Quoted text:
------
Reading the Book of Mark, I come across these references to Jesus:

Mark 1:24 Ἰησοῦ Ναζαρηνέ

Mark 14:67 τοῦ Ναζαρηνοῦ

Mark 16:6 τὸν Ναζαρηνὸν

And elsewhere in the Bible the common:

Ἰησοῦς ὁ Ναζωραῖος

These geonyms are common also in Classical Greek, such as: Φίλιππος Β΄ ὁ Μακεδών (Philip II of Macedon), Ἀθηναγόρας ὁ Ἀθηναῖος (Athenagoras of Athens)

Can someone please explain to me in Classical Greek Grammar when to use the article and when to use the genitive τοῦ and when to use the accusative τὸν and when to exclude these articles altogether (eg. Ἰησοῦ Ναζαρηνέ, Maria Magdalene, Saulos Tarseus)? And how does this affect the case/suffix (eg. Ναζαρ-ηνέ, Ναζαρη-νοῦ, Ναζαρη-νὸν)?
------
The request:
Answer these from the post on Greek place-name epithets.
1. Which verse of Mark contains τοῦ Ναζαρηνοῦ?
2. What Greek form is given for Athenagoras of Athens?
3. Which phrase does the post call common elsewhere in the Bible?

[Labeling and segmentation rows]
------
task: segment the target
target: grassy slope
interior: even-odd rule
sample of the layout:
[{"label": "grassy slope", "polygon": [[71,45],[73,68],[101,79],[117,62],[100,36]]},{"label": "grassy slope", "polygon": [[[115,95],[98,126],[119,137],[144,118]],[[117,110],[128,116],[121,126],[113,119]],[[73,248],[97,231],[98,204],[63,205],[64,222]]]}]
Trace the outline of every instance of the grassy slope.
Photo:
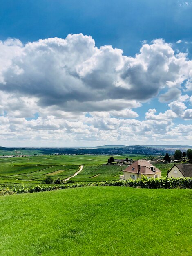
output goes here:
[{"label": "grassy slope", "polygon": [[89,187],[0,198],[0,254],[190,255],[187,189]]}]

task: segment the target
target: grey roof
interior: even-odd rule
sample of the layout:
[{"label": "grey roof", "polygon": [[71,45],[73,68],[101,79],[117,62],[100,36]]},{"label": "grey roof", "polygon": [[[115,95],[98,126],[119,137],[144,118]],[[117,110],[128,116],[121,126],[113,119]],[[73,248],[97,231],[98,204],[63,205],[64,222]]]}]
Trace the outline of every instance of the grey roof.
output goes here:
[{"label": "grey roof", "polygon": [[192,177],[192,164],[174,164],[172,168],[167,172],[167,174],[175,166],[178,168],[184,177]]}]

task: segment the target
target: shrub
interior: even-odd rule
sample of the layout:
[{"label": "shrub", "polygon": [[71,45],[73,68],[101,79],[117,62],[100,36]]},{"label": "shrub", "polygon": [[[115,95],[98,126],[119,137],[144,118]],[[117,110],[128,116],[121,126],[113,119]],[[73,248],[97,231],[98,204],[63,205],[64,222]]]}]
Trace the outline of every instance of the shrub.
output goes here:
[{"label": "shrub", "polygon": [[47,177],[44,180],[44,182],[46,184],[52,184],[54,182],[54,180],[51,177]]},{"label": "shrub", "polygon": [[61,184],[61,180],[60,178],[57,178],[55,180],[55,184]]}]

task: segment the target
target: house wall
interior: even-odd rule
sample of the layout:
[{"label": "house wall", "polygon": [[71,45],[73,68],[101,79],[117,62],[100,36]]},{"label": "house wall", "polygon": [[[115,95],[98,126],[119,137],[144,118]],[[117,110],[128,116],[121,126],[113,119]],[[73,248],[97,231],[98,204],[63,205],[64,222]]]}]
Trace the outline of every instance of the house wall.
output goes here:
[{"label": "house wall", "polygon": [[[140,179],[141,178],[141,174],[137,174],[137,173],[129,173],[129,172],[124,172],[124,180],[129,180],[129,179],[132,179],[133,180],[136,180],[136,179],[138,179],[139,178]],[[161,177],[161,172],[156,172],[156,173],[154,173],[154,174],[147,174],[147,175],[145,175],[144,176],[147,176],[147,177],[152,177],[152,178],[154,177],[154,175],[155,174],[157,175],[157,177],[160,178]],[[131,175],[134,175],[136,176],[135,179],[133,179],[131,177]]]},{"label": "house wall", "polygon": [[133,180],[134,180],[138,177],[138,175],[137,173],[129,173],[128,172],[124,172],[124,180],[129,180],[132,179],[131,178],[131,175],[134,175],[136,177],[136,179],[132,179]]},{"label": "house wall", "polygon": [[[156,174],[157,175],[157,178],[161,178],[161,172],[156,172],[153,173],[152,174],[147,174],[146,175],[144,175],[145,176],[147,176],[147,177],[152,177],[152,178],[154,178],[155,174]],[[140,179],[141,178],[141,175],[142,174],[139,174],[138,177]]]},{"label": "house wall", "polygon": [[184,176],[180,172],[176,166],[174,166],[170,172],[168,173],[168,177],[171,178],[184,178]]}]

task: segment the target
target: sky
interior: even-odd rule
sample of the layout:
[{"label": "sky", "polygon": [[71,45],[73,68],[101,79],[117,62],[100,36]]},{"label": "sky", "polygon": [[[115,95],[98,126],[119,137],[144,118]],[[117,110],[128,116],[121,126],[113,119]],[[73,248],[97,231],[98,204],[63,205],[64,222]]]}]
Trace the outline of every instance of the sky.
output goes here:
[{"label": "sky", "polygon": [[0,146],[192,145],[192,0],[2,0]]}]

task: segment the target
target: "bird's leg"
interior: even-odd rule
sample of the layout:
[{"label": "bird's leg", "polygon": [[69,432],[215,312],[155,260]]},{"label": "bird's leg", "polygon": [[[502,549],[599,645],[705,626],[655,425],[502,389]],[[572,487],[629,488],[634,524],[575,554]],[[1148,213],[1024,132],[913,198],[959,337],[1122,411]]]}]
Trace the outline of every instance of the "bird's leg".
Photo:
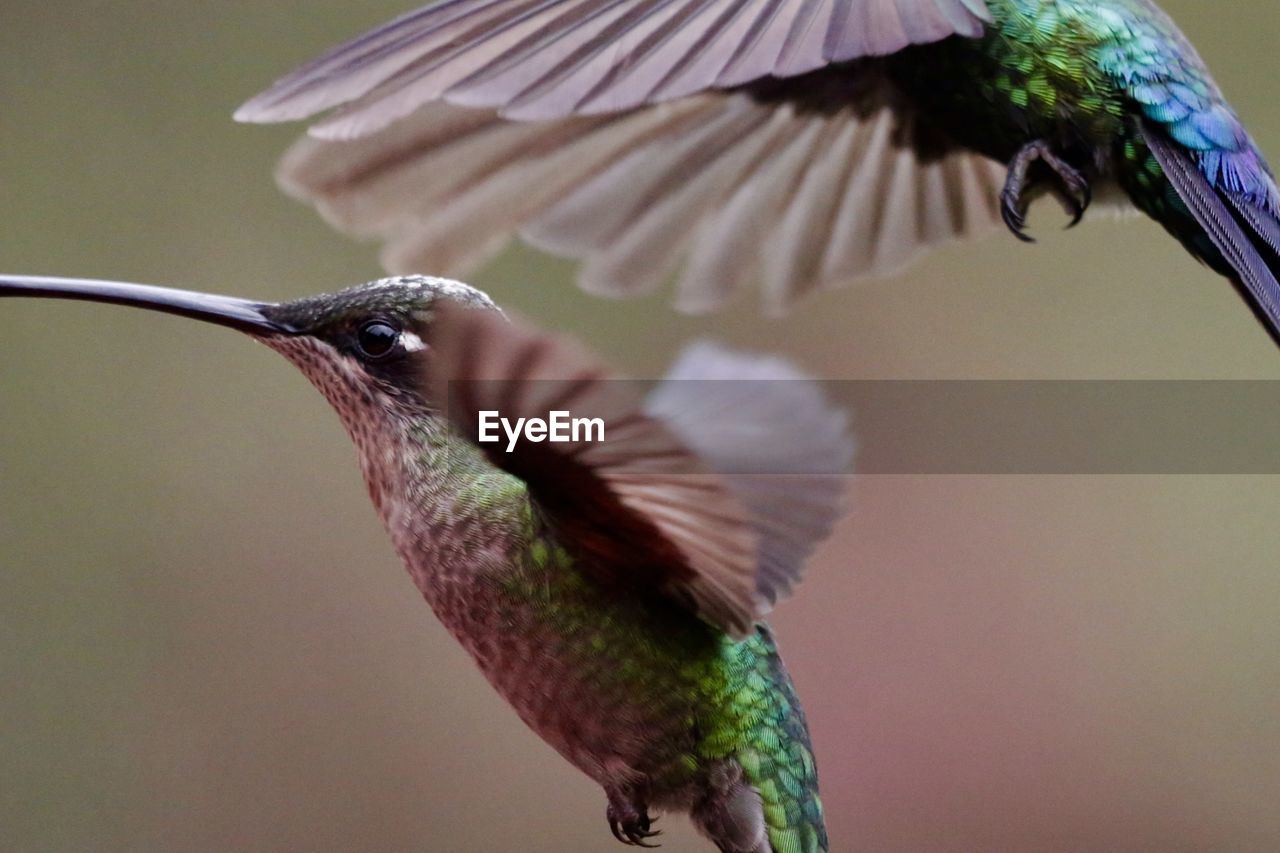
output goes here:
[{"label": "bird's leg", "polygon": [[1000,213],[1005,218],[1005,224],[1009,225],[1009,231],[1014,232],[1014,237],[1028,243],[1034,243],[1036,240],[1025,232],[1027,190],[1029,187],[1027,173],[1037,161],[1052,169],[1053,174],[1062,182],[1062,188],[1066,191],[1062,197],[1075,214],[1068,228],[1080,223],[1084,211],[1088,210],[1089,202],[1093,200],[1089,182],[1066,160],[1053,154],[1048,142],[1044,140],[1028,142],[1009,161],[1009,177],[1005,178],[1005,188],[1000,193]]},{"label": "bird's leg", "polygon": [[609,807],[604,815],[609,818],[613,838],[631,847],[659,847],[646,840],[662,835],[662,830],[653,829],[658,818],[649,818],[649,806],[644,797],[634,788],[609,789],[607,793]]}]

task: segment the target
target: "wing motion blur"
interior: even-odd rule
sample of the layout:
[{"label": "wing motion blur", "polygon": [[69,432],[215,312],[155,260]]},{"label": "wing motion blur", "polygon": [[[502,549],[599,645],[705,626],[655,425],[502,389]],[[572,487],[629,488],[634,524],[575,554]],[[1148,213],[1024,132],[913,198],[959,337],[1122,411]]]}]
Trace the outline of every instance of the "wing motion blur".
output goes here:
[{"label": "wing motion blur", "polygon": [[758,283],[780,313],[1000,225],[1004,168],[922,145],[865,59],[988,17],[983,0],[443,0],[237,117],[333,110],[279,179],[384,241],[392,272],[463,274],[518,234],[581,260],[591,292],[677,277],[677,306],[709,311]]}]

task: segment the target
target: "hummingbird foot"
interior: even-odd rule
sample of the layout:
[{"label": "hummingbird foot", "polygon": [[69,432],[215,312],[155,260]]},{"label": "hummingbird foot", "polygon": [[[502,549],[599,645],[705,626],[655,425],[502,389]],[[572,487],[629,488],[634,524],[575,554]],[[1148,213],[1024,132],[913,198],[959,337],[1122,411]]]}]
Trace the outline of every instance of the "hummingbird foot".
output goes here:
[{"label": "hummingbird foot", "polygon": [[662,835],[662,830],[653,829],[658,818],[649,817],[649,807],[641,802],[634,792],[609,792],[609,807],[604,812],[609,820],[609,831],[613,838],[628,847],[662,847],[649,844],[648,839]]},{"label": "hummingbird foot", "polygon": [[1014,237],[1024,243],[1036,242],[1036,238],[1027,233],[1027,207],[1029,204],[1027,191],[1032,183],[1028,178],[1028,172],[1034,163],[1043,163],[1053,170],[1053,174],[1061,182],[1061,192],[1059,195],[1068,211],[1073,214],[1071,222],[1066,225],[1068,228],[1080,224],[1084,211],[1088,210],[1089,202],[1093,201],[1093,190],[1089,187],[1088,179],[1075,167],[1053,154],[1048,142],[1044,140],[1028,142],[1009,161],[1009,177],[1005,179],[1005,188],[1000,193],[1000,214]]}]

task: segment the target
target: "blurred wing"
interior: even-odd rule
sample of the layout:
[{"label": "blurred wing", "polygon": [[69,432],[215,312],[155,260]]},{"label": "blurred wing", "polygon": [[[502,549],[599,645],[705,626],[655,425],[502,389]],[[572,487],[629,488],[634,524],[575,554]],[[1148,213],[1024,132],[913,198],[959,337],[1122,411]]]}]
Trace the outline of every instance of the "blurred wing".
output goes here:
[{"label": "blurred wing", "polygon": [[[758,534],[716,474],[657,418],[636,383],[573,345],[497,311],[449,305],[433,319],[428,394],[490,460],[529,484],[539,511],[573,543],[584,571],[652,587],[733,637],[753,630]],[[481,442],[480,412],[599,418],[604,441]],[[498,430],[499,433],[502,430]],[[591,435],[590,438],[598,438]]]},{"label": "blurred wing", "polygon": [[759,534],[756,589],[767,606],[800,580],[844,511],[854,460],[849,416],[778,359],[689,347],[645,401],[719,473]]},{"label": "blurred wing", "polygon": [[435,100],[518,119],[625,110],[979,36],[989,19],[986,0],[439,0],[284,77],[236,118],[346,105],[314,132],[349,138]]},{"label": "blurred wing", "polygon": [[1000,227],[1004,168],[922,156],[881,101],[817,113],[745,92],[548,123],[431,104],[352,141],[305,138],[279,181],[338,228],[387,241],[392,272],[460,274],[520,233],[581,259],[584,288],[659,287],[708,311],[756,280],[780,313]]}]

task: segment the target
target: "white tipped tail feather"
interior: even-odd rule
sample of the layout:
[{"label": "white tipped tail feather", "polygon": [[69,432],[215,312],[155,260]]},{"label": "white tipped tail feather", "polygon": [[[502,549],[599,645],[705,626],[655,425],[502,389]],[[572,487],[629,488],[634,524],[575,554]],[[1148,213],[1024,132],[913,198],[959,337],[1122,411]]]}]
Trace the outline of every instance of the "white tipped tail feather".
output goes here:
[{"label": "white tipped tail feather", "polygon": [[428,394],[472,441],[481,411],[599,418],[603,441],[483,447],[570,540],[607,525],[623,555],[609,546],[609,571],[733,637],[790,592],[840,515],[847,420],[781,361],[700,345],[646,400],[580,347],[493,311],[440,309],[428,345]]}]

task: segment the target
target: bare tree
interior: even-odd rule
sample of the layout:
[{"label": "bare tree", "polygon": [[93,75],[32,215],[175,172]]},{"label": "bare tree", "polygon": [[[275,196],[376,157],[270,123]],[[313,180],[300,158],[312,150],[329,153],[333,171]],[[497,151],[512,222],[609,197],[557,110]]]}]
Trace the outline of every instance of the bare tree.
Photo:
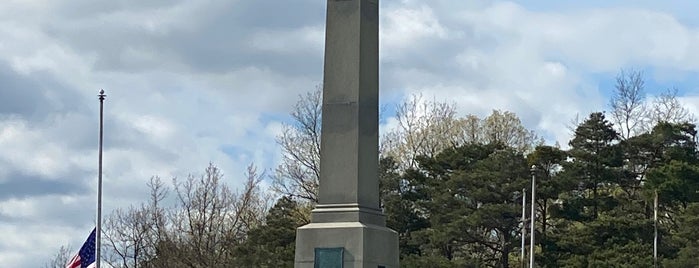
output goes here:
[{"label": "bare tree", "polygon": [[63,268],[75,255],[70,246],[61,246],[53,257],[44,264],[44,268]]},{"label": "bare tree", "polygon": [[418,156],[434,156],[463,144],[463,122],[456,114],[454,104],[411,95],[397,107],[397,128],[382,137],[382,155],[393,157],[401,169],[408,169],[417,166]]},{"label": "bare tree", "polygon": [[609,101],[612,120],[622,139],[642,133],[648,127],[645,81],[640,71],[622,70],[616,77],[614,94]]},{"label": "bare tree", "polygon": [[158,241],[164,240],[165,209],[161,202],[167,188],[157,176],[151,177],[148,187],[148,203],[117,209],[105,221],[105,261],[112,267],[147,267],[157,255]]},{"label": "bare tree", "polygon": [[171,257],[188,267],[234,266],[233,248],[263,223],[269,207],[259,187],[262,177],[251,165],[244,189],[232,192],[211,164],[200,177],[173,180],[177,209],[170,213],[169,238],[177,256]]},{"label": "bare tree", "polygon": [[524,127],[516,114],[508,111],[493,110],[483,119],[481,131],[482,143],[499,143],[520,152],[529,152],[544,142],[533,130]]},{"label": "bare tree", "polygon": [[281,164],[272,176],[273,189],[282,195],[312,203],[318,201],[320,178],[320,129],[322,88],[301,95],[291,112],[292,124],[277,137],[282,149]]},{"label": "bare tree", "polygon": [[694,122],[696,118],[677,100],[677,88],[672,88],[655,97],[652,103],[650,121],[652,125],[655,125],[660,122]]},{"label": "bare tree", "polygon": [[[151,178],[147,204],[114,211],[105,222],[107,261],[113,267],[234,267],[233,249],[262,224],[269,196],[263,174],[248,166],[239,191],[209,164],[201,176],[173,179],[174,200],[158,177]],[[163,203],[174,202],[172,206]]]}]

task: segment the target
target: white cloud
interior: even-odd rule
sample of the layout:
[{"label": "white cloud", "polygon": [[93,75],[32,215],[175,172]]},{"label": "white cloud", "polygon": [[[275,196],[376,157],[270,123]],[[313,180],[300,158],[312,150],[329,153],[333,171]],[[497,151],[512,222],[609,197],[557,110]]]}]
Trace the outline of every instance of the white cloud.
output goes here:
[{"label": "white cloud", "polygon": [[[462,115],[513,111],[561,144],[576,114],[604,107],[600,76],[629,66],[654,69],[651,79],[699,72],[699,30],[654,9],[534,11],[447,0],[382,8],[382,97],[420,92],[456,102]],[[94,196],[100,88],[108,95],[109,208],[143,200],[152,175],[184,177],[209,161],[234,187],[251,162],[274,168],[284,116],[322,80],[321,10],[323,2],[312,0],[3,2],[0,97],[19,96],[17,107],[29,108],[0,107],[0,187],[20,187],[30,176],[36,184],[80,184],[85,198]],[[695,112],[697,89],[682,98]],[[3,94],[10,90],[31,93]],[[381,131],[395,124],[385,118]],[[90,215],[40,223],[79,213],[76,202],[85,201],[39,191],[0,194],[0,214],[13,220],[0,223],[12,236],[0,240],[0,263],[36,267],[89,232]],[[15,240],[42,246],[26,253]]]}]

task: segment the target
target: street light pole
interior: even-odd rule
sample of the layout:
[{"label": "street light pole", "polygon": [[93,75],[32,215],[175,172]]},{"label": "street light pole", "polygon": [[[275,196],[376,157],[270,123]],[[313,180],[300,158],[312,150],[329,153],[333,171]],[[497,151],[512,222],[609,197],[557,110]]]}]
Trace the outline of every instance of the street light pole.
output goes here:
[{"label": "street light pole", "polygon": [[530,220],[531,234],[529,241],[529,268],[534,268],[534,225],[536,225],[536,177],[534,172],[536,171],[536,165],[532,165],[532,215]]},{"label": "street light pole", "polygon": [[100,268],[100,249],[102,244],[102,139],[104,133],[104,89],[97,95],[100,100],[100,138],[99,138],[99,167],[97,171],[97,226],[95,227],[95,267]]},{"label": "street light pole", "polygon": [[653,267],[658,267],[658,190],[653,198]]}]

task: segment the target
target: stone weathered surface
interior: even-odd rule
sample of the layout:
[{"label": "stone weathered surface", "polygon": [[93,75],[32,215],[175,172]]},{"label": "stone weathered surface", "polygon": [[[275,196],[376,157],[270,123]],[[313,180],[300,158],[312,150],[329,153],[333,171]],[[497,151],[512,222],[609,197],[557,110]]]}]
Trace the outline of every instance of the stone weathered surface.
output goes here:
[{"label": "stone weathered surface", "polygon": [[343,247],[344,267],[398,267],[379,207],[379,2],[328,0],[318,205],[297,230],[296,267]]}]

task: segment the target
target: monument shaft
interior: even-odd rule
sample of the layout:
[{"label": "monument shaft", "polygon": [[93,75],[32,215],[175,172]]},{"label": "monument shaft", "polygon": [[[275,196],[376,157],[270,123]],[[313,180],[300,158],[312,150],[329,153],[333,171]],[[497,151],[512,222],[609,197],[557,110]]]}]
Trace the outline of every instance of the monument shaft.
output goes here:
[{"label": "monument shaft", "polygon": [[343,267],[398,267],[379,207],[378,0],[327,0],[323,79],[318,204],[297,230],[295,267],[333,263],[317,252]]}]

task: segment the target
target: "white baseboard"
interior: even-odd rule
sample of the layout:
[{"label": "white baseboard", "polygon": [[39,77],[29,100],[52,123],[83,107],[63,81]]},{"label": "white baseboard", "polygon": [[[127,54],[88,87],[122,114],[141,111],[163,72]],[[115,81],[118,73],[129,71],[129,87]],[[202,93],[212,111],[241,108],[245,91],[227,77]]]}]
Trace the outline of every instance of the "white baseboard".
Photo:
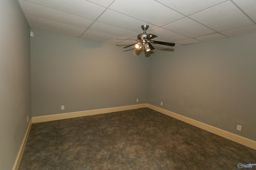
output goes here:
[{"label": "white baseboard", "polygon": [[12,170],[18,170],[19,168],[20,161],[21,160],[21,158],[22,157],[22,155],[24,152],[24,150],[25,149],[25,147],[26,147],[26,144],[27,143],[27,141],[28,140],[28,135],[29,135],[29,132],[30,131],[30,129],[32,126],[32,119],[31,119],[30,121],[29,121],[29,124],[28,126],[27,131],[26,131],[26,133],[25,133],[23,140],[21,143],[20,148],[20,150],[19,150],[18,155],[16,158],[14,164],[12,168]]},{"label": "white baseboard", "polygon": [[64,113],[56,114],[54,115],[32,117],[32,121],[33,123],[35,123],[146,107],[147,104],[144,104],[104,109],[96,109],[94,110],[66,113]]},{"label": "white baseboard", "polygon": [[159,107],[154,106],[147,104],[147,107],[158,111],[162,113],[174,117],[178,120],[187,123],[206,131],[211,132],[218,135],[243,145],[256,150],[256,141],[245,137],[211,126],[200,121],[194,120],[186,116],[182,116],[174,112]]}]

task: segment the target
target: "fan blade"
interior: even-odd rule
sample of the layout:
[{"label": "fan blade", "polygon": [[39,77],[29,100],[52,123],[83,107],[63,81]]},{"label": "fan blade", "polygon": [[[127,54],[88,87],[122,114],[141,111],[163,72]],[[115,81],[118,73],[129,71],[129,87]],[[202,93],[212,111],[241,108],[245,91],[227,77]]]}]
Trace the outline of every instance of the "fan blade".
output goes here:
[{"label": "fan blade", "polygon": [[169,46],[174,46],[175,44],[171,43],[167,43],[166,42],[158,41],[150,41],[152,43],[155,44],[161,44],[161,45],[168,45]]},{"label": "fan blade", "polygon": [[127,46],[126,47],[123,47],[123,48],[124,49],[125,48],[127,48],[127,47],[129,47],[132,46],[134,45],[135,44],[137,44],[137,43],[134,43],[134,44],[131,44],[130,45],[128,45],[128,46]]},{"label": "fan blade", "polygon": [[151,45],[151,44],[150,44],[149,43],[148,43],[148,46],[149,46],[149,48],[150,48],[150,49],[151,50],[153,50],[153,49],[155,49],[154,47],[153,47],[153,46]]},{"label": "fan blade", "polygon": [[148,35],[147,35],[146,37],[145,37],[145,38],[148,39],[148,40],[150,40],[150,39],[153,39],[153,38],[156,38],[156,37],[157,37],[157,36],[156,35],[151,34],[148,34]]}]

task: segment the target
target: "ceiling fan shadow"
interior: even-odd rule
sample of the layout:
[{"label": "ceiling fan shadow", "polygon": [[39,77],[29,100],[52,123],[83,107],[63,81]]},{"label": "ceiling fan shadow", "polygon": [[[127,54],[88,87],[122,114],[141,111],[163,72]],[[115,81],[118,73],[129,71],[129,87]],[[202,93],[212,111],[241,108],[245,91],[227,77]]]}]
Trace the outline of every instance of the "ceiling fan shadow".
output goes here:
[{"label": "ceiling fan shadow", "polygon": [[174,49],[169,49],[168,48],[164,48],[159,46],[154,46],[155,49],[158,50],[164,51],[174,51]]}]

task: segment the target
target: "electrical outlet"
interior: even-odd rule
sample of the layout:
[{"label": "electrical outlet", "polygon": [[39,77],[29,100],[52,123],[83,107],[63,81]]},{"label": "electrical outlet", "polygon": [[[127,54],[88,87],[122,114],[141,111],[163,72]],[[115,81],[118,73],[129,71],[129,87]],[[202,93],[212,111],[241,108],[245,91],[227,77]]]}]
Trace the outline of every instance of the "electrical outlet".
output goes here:
[{"label": "electrical outlet", "polygon": [[236,127],[236,130],[241,131],[241,130],[242,130],[242,126],[240,125],[237,125],[237,126]]}]

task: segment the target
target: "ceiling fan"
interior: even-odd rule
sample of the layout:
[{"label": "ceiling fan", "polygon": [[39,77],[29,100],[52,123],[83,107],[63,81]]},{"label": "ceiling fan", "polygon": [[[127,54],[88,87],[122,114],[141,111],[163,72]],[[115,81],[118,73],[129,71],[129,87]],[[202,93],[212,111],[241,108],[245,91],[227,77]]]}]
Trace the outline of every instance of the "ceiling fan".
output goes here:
------
Task result:
1. Mark 14:67
2. Ἀθηναγόρας ὁ Ἀθηναῖος
3. Ἰησοῦς ὁ Ναζωραῖος